EXERCISE TEXT:

________________

The Uncharted, Choppy Waters of Obamacare Repeal

Repealing Obamacare sounded so easy, but replacing the health insurance measure has proven more complicated and politically challenging and may wind up morphing into a repair job on the health care plan that some hate and others have vowed to fight to protect. Photo Credit: Brennan Linsley/AP

Repealing Obamacare sounded so easy, but replacing the health insurance measure has proven more complicated and politically challenging and may wind up morphing into a repair job on the health care plan that some hate and others have vowed to fight to protect.

Photo Credit: Brennan Linsley/AP

Repeal of Obamacare has slipped from a task on Day One in the White House for President Trump to a repair job that may stretch into 2018. As Trump and congressional Republicans have disconcertingly discovered, replacing Obamacare may be more popular than repealing it. 

Over the weekend, Trump signaled the timetable for repealing and replacing Obamacare has slipped and is likely to morph into something closer to an extensive repair job on the highly politicized national health insurance program, which includes an individual health insurance market and expanded Medicaid coverage.

The lengthier timeline isn’t all that surprising. Since Republicans took up the chant to repeal Obamacare six years ago, they have been hard pressed to reach consensus on an alternative strategy, not to mention an actual replacement plan. Town hall meetings for congressmen have turned into angry forums about what will replace Obamacare if it is repealed. Some congressmen have canceled town halls as a result.

________________

[Stored data]
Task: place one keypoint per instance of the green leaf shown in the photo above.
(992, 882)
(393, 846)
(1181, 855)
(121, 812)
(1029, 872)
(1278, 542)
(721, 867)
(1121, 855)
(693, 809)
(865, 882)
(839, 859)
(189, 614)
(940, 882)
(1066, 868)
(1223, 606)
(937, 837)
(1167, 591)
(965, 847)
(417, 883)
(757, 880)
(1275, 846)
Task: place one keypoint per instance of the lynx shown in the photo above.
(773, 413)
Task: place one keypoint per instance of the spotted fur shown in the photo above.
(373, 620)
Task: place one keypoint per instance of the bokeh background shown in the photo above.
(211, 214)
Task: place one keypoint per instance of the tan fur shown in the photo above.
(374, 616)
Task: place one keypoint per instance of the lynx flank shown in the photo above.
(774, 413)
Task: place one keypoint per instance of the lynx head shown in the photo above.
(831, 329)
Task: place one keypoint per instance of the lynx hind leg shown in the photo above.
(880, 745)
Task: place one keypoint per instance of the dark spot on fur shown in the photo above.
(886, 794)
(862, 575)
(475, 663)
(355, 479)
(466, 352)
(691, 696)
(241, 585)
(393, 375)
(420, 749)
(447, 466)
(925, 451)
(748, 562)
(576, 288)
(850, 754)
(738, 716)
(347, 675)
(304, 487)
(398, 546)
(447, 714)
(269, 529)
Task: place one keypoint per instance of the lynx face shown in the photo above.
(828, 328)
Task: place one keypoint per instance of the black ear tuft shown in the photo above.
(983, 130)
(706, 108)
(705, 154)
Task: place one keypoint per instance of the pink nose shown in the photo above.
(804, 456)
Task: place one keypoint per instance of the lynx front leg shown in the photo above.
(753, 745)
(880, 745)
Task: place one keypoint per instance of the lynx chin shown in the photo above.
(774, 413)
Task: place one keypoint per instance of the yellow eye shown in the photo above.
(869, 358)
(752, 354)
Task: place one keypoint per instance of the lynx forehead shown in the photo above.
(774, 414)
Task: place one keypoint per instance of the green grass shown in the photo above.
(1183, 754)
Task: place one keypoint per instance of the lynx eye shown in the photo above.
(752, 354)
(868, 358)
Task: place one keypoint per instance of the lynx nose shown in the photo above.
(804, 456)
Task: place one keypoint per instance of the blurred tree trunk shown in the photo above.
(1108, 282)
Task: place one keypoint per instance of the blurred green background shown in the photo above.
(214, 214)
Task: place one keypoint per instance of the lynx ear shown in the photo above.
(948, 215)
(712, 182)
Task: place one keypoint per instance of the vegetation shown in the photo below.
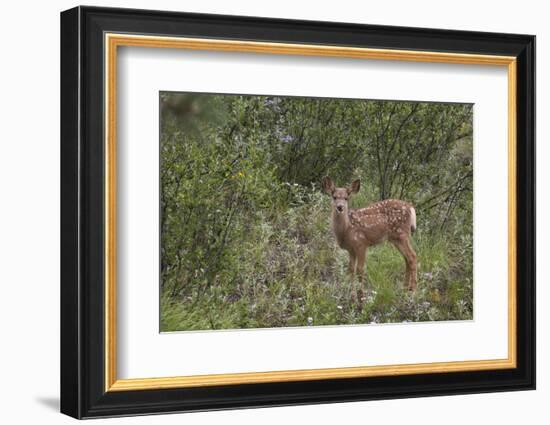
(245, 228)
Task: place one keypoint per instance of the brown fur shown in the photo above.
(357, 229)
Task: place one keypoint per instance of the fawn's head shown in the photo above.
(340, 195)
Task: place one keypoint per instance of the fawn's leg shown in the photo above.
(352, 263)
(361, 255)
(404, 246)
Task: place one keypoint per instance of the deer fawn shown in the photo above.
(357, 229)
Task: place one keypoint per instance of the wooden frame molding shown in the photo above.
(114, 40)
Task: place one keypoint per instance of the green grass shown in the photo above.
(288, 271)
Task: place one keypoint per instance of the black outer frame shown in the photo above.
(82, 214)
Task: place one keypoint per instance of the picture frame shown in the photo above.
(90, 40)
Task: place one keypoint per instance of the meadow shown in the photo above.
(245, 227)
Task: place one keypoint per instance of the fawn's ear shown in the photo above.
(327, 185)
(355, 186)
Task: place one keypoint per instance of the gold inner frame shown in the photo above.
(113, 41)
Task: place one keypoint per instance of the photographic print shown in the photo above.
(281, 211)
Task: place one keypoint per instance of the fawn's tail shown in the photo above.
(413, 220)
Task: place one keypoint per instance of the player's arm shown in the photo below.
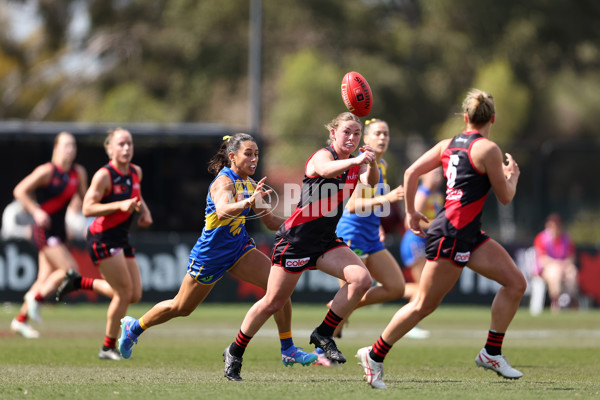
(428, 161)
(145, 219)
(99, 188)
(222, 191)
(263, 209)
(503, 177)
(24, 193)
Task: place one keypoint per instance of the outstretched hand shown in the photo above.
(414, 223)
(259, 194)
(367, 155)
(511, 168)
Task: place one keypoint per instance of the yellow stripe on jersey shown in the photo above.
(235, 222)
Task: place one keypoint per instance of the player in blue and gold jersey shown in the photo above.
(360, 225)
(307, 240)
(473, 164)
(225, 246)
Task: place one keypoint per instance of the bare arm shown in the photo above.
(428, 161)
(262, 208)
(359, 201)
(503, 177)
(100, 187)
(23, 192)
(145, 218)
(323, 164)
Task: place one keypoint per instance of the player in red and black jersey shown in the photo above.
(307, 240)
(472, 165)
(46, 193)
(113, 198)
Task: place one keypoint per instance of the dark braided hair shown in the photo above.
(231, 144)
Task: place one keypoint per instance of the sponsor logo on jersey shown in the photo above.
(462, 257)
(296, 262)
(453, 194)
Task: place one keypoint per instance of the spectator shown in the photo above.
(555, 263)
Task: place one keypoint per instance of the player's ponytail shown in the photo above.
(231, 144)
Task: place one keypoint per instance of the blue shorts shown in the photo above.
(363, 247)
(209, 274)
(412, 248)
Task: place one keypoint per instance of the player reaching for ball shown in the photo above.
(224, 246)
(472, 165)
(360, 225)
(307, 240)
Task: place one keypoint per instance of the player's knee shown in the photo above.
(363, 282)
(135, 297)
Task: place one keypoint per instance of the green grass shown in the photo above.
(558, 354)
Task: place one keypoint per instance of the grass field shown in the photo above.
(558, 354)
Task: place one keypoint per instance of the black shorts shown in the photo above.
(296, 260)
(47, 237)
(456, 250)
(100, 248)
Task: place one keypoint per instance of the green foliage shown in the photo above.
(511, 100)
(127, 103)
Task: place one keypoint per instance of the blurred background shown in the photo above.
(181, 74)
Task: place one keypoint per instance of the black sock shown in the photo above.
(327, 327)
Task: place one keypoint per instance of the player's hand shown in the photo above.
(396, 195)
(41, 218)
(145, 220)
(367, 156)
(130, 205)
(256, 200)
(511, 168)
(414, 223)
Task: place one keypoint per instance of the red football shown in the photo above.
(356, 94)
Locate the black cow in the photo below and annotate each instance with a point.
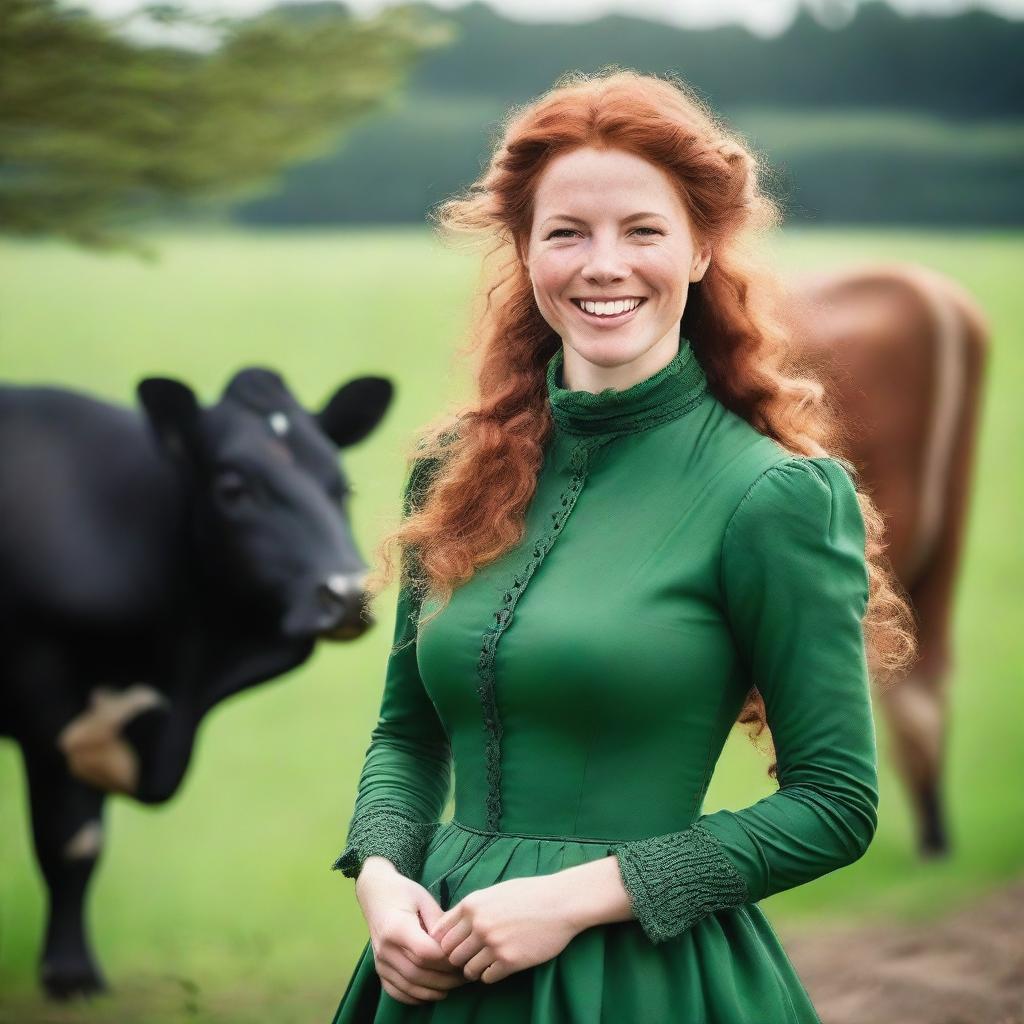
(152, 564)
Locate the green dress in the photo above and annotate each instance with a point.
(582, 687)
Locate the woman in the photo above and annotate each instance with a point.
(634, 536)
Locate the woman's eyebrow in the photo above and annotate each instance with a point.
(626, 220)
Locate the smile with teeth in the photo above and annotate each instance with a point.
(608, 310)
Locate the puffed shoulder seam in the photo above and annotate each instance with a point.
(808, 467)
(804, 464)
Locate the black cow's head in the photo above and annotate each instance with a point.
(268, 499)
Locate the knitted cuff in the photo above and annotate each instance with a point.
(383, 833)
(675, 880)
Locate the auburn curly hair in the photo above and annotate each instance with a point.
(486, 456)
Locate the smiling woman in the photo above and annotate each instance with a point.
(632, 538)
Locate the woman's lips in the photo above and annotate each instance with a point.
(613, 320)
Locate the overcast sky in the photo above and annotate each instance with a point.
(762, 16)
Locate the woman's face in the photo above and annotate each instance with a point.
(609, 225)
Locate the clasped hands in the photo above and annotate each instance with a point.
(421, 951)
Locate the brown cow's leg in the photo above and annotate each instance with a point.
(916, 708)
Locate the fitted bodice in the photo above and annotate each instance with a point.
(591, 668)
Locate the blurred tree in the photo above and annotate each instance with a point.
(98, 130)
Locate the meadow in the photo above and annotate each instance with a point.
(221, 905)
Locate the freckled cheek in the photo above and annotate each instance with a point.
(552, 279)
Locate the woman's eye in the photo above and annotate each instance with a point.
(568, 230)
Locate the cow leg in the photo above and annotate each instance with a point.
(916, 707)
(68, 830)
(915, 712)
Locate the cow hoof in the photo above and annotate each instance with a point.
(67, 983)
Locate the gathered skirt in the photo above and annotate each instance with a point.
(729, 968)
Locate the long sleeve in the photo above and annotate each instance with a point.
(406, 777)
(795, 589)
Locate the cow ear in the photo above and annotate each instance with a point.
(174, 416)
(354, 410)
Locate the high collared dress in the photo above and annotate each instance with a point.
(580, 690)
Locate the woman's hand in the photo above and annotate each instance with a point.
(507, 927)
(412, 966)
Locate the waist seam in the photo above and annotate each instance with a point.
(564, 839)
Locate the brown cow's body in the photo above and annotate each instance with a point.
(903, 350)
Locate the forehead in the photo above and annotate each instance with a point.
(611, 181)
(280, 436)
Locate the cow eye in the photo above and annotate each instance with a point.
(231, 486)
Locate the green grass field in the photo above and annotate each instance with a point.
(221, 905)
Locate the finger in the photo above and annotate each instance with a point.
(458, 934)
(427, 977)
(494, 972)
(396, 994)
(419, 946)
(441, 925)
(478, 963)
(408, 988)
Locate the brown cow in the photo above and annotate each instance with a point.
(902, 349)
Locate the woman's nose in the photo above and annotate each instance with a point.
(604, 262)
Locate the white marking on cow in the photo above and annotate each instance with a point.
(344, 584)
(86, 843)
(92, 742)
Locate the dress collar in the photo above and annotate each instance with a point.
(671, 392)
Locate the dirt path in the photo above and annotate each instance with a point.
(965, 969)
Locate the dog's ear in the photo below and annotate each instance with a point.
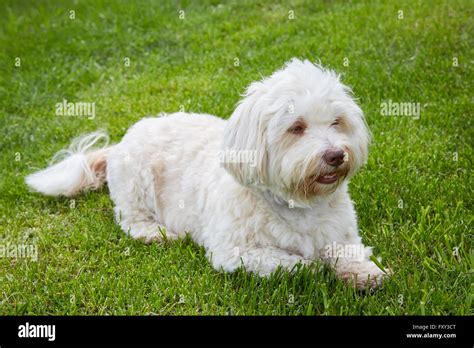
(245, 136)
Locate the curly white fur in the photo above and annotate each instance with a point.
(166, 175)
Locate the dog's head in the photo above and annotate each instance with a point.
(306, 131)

________________

Please carry on the Obamacare repeal article, picking up right after its final sentence.

RESPONSE:
It is unclear whose playbook Republicans will follow. The move to repeal Obamacare and come up with a replacement later apparently has been stripped from the playbook. Trump, in his first press conference after his inauguration, predicted Obamacare would be repealed and replaced more or less simultaneously soon after Tom Price was confirmed as his secretary of Health and Human Services. Price has yet to be confirmed by the Senate and Trump told Bill O’Reilly in a Super Bowl halftime interview that repeal-and-replace may not happen until next year.

Congressional Republican leaders have signaled action is possible as soon as this spring, even though a firm set of actions hasn’t been publicly presented. Oregon Congressman Greg Walden told constituents in Southern Oregon any replacement plan would retain the ban on denying health insurance coverage to people based on pre-existing conditions. As chair of the House Energy and Commerce Committee, Walden will play a leading role in shaping an Obamacare replacement. The major stumbling block for moving ahead, Walden acknowledges, is finding a way to pay for the Obamacare provisions that will be retained.

There are a lot of interrelated parts in Obamacare that complicate coming up with a replacement, let alone a replacement that is less costly and ensures the same level and quality of care. Congressional politics play a role, too. Republicans can use the budget reconciliation process to lop off financial aspects of Obamacare, but not to enact replacement features. The replacement ultimately will need 60 votes to pass in the Senate, where Democrats have promised to fight anything that eviscerates Obamacare in the name of replacing it.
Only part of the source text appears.